> [Required action]:
A complete and exact copy of the data below is required.

*** Opening of Stored data ***

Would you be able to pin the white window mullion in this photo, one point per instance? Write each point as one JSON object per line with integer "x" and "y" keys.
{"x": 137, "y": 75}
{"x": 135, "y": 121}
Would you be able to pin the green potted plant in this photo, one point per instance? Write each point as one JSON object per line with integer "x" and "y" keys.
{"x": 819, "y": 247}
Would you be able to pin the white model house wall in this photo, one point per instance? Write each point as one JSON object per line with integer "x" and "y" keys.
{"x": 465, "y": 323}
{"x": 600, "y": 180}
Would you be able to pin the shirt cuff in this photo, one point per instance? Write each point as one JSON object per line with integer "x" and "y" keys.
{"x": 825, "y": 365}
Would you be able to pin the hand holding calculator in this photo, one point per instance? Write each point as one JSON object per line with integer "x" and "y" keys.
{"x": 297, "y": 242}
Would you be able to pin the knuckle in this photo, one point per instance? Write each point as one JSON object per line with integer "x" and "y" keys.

*** Close of Stored data ***

> [Problem solution]:
Would you be able to pin the white window mullion in this photo, one point per instance? Write each point as one JSON object per line with integer "x" and "y" keys.
{"x": 137, "y": 75}
{"x": 135, "y": 121}
Would you be able to pin the green potted plant in this photo, one point per instance? Write each point as one JSON object per line with integer "x" and "y" keys.
{"x": 819, "y": 247}
Would you be able to pin the white model house wall in this photo, one point per instance? Write each point as one JSON object per line with integer "x" and "y" keys.
{"x": 465, "y": 323}
{"x": 600, "y": 180}
Would you be able to pin the shirt cuff in this photo, one point per instance? Write each point as one JSON object per line with integer "x" and "y" keys.
{"x": 825, "y": 365}
Would you be able to pin the hand holding calculator in this photo, one point per instance? Write each point as one JSON object per line with integer "x" and "y" keys.
{"x": 297, "y": 242}
Would you be able to pin the knuckle in this photo, one point per instance? Write each point as one JSON object per line with integer "x" and "y" keys.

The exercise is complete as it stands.